_Extracted text_
· · · · · · ·
Like all good journeys, the joy is in the travel: the people they meet, the stories they share, the jokes they tell. Oliver's favourite joke is about frogs; his second favourite, about the horse that liked to sit on eggs; and his third, about a man walking in the forest, naked except for a bowler hat. He tells the latter when posing as a lay preacher to a small evangelical Scottish sect.

Absolutely incorrigible and utterly defensive, Oliver uses his quick wit to keep people away. Diane, his chosen and predestined companion (thanks to an anagram of 'Diane not Priest'), sneaks in through the chinks to become an energetic, passionate and grounding counterpart.

For all the jokes, overt and otherwise, the series is bittersweet. It is tinged with the sadness that often accompanies middle age. Oliver and Diane are both affected by marriage breakdown; minor characters have experienced grief, failure, and other losses. While the characters reflect on religion, class and inheritance, the series as a whole is about paying homage: to the past, to one's family, to one's gods (in Oliver's case, Beethoven, Lester Young, George Farquhar and Aristotle), and to each other.

This is television by, for and about intelligent, mature, good-humoured people. Like a good joke, it can be relished again and again. This particular intelligent, mature, good-humoured person likes to watch it late in the evening with a cup of tea, and the thought of some Chocolate Digestives.

(Oliver's Travels was written by Alan Plater. It features Alan Bates as Oliver, Sinéad Cusack as Diane, Bill Paterson as Mr Baxter, and a host of wonderful supporting actors too numerous to mention.)

Wednesday, December 1, 2010

Dead Man’s Chest

Dead Man's Chest: A Phryne Fisher Mystery

The kids are asleep, and my husband's out at a work function. In the supreme effort of getting three tired kids, two who have been sick, into bed on time by myself for the second night in a row I skipped the enforced clean up, and now dozens of tiny slips of cut up paper litter the back room rug; the lounge room floor is dotted with pieces of a marble run, a dolly pram and a heap of blocks. Books are stacked in a teetering pile next to the Big Green Chair, and the kitchen table – my writing desk – has a jungle jigsaw and a kid's code book at the other end. As for the mysterious fever which affected my daughters last night and today, well, it broke; but now I ain't feeling too hot. So I'm sitting here in trackie dacks and singlet, mysterious viral aches in my elbows and backbone, fingers pruny from the washing up: not exactly the height of glamour.
· · · · · · ·
_Stored data_
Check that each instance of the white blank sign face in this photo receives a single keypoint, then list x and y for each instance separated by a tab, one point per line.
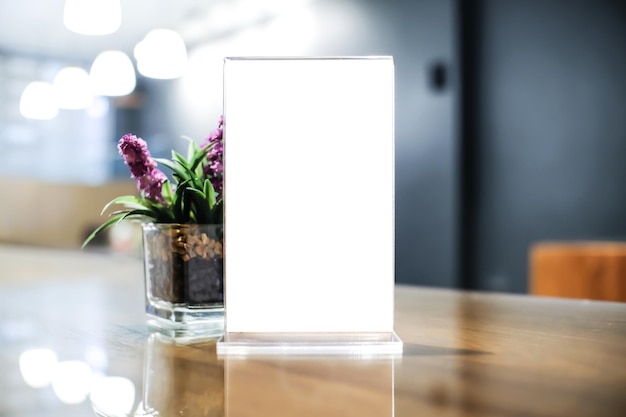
309	214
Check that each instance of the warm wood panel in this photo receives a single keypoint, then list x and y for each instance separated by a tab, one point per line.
54	214
593	270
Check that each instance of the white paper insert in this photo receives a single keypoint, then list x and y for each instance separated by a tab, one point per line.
309	214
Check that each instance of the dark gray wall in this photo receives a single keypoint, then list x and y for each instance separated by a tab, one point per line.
546	143
418	34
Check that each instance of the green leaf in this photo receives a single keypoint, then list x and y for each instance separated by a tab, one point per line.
· · · · · · ·
_Work order_
Pick up the blog entries on Oliver's Travels and Dead Man's Chest and keep writing from their last sentence onward.

_Answer space_
It could be depressing. Actually, it is a little depressing. Fortunately, there are means of escape. Tonight I am playing old jazz, sipping a glass of port and reflecting on Kerry Greenwood's most recent offering, Dead Man's Chest. It's the latest in a series of novels set in the roaring twenties in and around Melbourne. Her heroine is the racy Phryne (rhymes with shiny) Fisher: ferociously intelligent, terribly glamorous, deliciously sensual, fabulously wealthy, and drop dead gorgeous.

Phryne is a Lady Detective with a pearl handled gun and a penchant for danger. This time, the story begins as Phryne, her maid Dot and her adoptive daughters Jane and Ruth decamp to the seaside town of Queenscliff for a holiday. They arrive at their accommodation to find the housekeepers missing and the house mysteriously empty. Meanwhile a pigtail snipper is terrorizing the young women of the town; a fisher boy needs a household and a purpose; and three spoiled toffs must be sorted out. Phryne gets to the heart of everything, unravelling mystery upon mystery, with her usual aplomb.

The book is packed with interesting characters: Irish fisherfolk, surrealists, nasty crooks, a film crew and a delightfully awful genteel neighbour, Mrs Mason. Phryne observes all with her insouciant eye.

As we can expect from Greenwood, Dead Man's Chest is a deliciously light confection, packed with loyal servants, good cooking, designer dresses, dangerous episodes, terrific metaphors and even, this time, buried treasure. It's escape, pure and simple... hallelujah!